**TO DO**
Repeat each entry in full, exactly.
Start of INPUT RECORDS
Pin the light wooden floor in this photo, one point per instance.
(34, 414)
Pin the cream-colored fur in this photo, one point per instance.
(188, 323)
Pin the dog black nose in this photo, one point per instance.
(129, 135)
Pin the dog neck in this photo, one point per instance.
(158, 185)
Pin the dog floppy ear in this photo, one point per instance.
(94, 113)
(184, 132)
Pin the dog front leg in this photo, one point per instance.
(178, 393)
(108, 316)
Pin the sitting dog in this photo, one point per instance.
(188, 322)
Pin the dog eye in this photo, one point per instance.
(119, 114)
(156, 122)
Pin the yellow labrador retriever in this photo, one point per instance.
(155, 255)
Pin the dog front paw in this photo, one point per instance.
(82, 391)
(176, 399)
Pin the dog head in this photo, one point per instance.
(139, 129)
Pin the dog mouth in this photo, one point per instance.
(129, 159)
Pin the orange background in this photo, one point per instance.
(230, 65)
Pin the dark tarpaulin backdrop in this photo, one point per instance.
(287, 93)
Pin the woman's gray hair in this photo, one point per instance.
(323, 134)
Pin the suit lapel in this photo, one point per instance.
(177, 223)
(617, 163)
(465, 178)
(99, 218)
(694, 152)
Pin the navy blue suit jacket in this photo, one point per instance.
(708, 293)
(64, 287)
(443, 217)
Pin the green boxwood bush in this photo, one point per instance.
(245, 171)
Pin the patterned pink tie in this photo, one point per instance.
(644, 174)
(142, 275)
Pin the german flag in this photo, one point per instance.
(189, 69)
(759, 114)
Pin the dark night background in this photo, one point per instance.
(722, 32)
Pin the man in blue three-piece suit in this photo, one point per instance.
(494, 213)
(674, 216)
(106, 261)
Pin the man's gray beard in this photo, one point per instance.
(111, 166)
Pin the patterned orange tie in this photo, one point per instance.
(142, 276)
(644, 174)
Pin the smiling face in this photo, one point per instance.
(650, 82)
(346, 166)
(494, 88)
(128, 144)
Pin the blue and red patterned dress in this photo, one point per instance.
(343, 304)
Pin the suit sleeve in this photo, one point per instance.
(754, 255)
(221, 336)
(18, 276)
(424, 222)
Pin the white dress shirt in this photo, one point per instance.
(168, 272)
End of INPUT RECORDS
**RESPONSE TO THIS TASK**
Pin the light wooden floor in this photo, one point per instance.
(34, 414)
Pin the cream-colored fur in this photo, one point per instance.
(188, 323)
Pin the dog black nose in this photo, one point per instance.
(129, 135)
Pin the dog neck in this photo, one point per instance.
(158, 185)
Pin the dog floppy ear in this photo, one point per instance.
(94, 113)
(184, 132)
Pin the dog front leg in this photo, one point per instance.
(178, 393)
(108, 316)
Pin the sitting dog in this photo, one point per instance.
(188, 322)
Pin the dog eye in this photo, one point per instance.
(119, 114)
(156, 122)
Pin the yellow labrador retriever in this photo, one point per instance.
(155, 255)
Pin the dog front paw in this photo, one point per instance.
(82, 391)
(176, 399)
Pin the dog head in this photo, one point per instance.
(139, 129)
Pin the dog mouth in this photo, one point per instance.
(129, 159)
Pin the orange background in this photo, one point per instance.
(230, 65)
Pin the dark tarpaulin backdrop in this photo, one point per instance.
(287, 93)
Pin the woman's gray hair in this photo, one point per instance.
(323, 134)
Pin the suit lapel in this photo, one point per instance.
(177, 223)
(617, 163)
(465, 178)
(99, 218)
(694, 152)
Pin the navy blue suit jacket in this photo, one point per instance.
(708, 293)
(64, 287)
(443, 217)
Pin the green boxwood bush in this photo, one point per instance.
(245, 171)
Pin the patterned pink tie in this photo, one point per instance.
(644, 174)
(142, 275)
Pin the german flag in this photo, one point per instance.
(189, 69)
(759, 114)
Pin the dark night background in this photo, one point per instance.
(722, 32)
Pin the man in blue three-piece suit in this photo, one point per instance.
(494, 213)
(674, 216)
(106, 261)
Pin the man's gray beard in this photo, one point per instance.
(111, 166)
Pin the patterned orange tie in this photo, one point per instance.
(142, 276)
(644, 174)
Pin the smiling face in this photo, one point per instance.
(650, 82)
(346, 166)
(494, 88)
(128, 144)
Pin the blue and red patterned dress in this photo, one point per instance.
(343, 304)
Pin the suit sleeve in this photo, one point per instance.
(754, 255)
(221, 336)
(18, 276)
(424, 222)
Pin the white dress shirt in this photo, one point per instance.
(168, 272)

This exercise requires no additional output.